> [What is expected]: Locate each line in the entries below that contains the word "dark" and copy those lines out.

[Pointing and labeling entries]
========================================================================

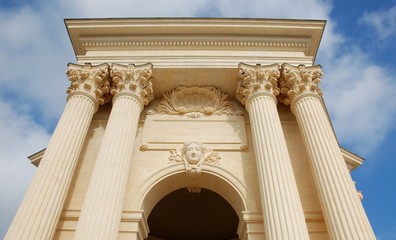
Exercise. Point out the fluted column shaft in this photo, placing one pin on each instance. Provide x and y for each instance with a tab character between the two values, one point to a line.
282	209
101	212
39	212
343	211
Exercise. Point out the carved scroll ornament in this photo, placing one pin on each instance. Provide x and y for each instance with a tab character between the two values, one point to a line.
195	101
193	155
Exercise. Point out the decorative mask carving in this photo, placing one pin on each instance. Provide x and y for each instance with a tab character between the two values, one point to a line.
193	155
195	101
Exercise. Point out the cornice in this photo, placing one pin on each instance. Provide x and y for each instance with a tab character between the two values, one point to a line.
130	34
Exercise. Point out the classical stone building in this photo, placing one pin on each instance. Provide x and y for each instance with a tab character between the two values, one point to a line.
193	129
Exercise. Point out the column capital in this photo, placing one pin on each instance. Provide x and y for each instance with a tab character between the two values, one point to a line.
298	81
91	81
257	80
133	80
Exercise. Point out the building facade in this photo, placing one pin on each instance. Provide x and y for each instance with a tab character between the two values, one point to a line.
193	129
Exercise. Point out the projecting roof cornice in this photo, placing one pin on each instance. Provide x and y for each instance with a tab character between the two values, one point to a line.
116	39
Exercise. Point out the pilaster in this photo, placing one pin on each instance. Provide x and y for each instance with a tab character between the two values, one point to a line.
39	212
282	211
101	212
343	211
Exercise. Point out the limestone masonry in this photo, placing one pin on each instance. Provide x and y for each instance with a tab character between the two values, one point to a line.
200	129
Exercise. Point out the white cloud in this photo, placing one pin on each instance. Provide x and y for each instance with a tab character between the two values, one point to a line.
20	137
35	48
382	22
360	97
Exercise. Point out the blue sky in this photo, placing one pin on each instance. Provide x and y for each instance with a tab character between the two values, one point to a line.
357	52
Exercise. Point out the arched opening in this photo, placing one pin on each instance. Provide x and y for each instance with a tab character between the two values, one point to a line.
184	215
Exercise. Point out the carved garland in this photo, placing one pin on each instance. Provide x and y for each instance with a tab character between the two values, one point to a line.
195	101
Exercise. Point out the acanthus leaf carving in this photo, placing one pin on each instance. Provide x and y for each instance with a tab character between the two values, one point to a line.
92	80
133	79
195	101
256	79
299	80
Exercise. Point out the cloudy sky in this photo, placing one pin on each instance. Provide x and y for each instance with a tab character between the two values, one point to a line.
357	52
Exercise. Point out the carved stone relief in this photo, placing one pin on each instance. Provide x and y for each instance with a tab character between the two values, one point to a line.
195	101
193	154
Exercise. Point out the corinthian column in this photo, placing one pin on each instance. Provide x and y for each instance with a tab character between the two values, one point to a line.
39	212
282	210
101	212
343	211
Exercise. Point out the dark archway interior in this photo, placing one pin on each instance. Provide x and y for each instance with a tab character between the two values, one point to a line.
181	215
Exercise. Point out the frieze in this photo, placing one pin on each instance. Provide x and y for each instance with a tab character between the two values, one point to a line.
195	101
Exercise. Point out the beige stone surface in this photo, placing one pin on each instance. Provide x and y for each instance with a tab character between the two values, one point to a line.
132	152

========================================================================

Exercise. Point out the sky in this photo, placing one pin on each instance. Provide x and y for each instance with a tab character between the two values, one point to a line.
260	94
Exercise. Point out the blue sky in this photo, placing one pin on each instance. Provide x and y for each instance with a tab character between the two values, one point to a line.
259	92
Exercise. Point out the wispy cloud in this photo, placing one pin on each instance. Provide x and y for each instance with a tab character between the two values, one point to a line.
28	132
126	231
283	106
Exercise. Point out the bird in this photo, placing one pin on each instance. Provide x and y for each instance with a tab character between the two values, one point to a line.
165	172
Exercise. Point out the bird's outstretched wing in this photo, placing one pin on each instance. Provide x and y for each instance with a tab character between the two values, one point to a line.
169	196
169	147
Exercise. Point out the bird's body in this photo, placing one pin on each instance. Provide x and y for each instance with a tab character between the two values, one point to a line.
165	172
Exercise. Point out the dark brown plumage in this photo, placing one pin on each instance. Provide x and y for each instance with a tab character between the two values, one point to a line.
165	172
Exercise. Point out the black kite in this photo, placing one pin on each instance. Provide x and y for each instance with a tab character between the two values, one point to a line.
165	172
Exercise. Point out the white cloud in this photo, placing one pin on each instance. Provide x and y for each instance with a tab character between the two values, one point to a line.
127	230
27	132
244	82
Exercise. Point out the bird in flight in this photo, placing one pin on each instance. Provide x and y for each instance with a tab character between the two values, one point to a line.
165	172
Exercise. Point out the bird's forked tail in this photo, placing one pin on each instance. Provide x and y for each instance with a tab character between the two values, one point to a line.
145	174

========================================================================

> [The result]:
Exercise. Point out the dark archway interior in this photo, placing one pin on each instance. Provide x and y for each instance with a tab character between the two values, one point to a line.
Exercise. Point out the dark brown plumage in this photo, placing one pin on each instance. Provide x and y for each instance with a tab character between the two values, one point to a line.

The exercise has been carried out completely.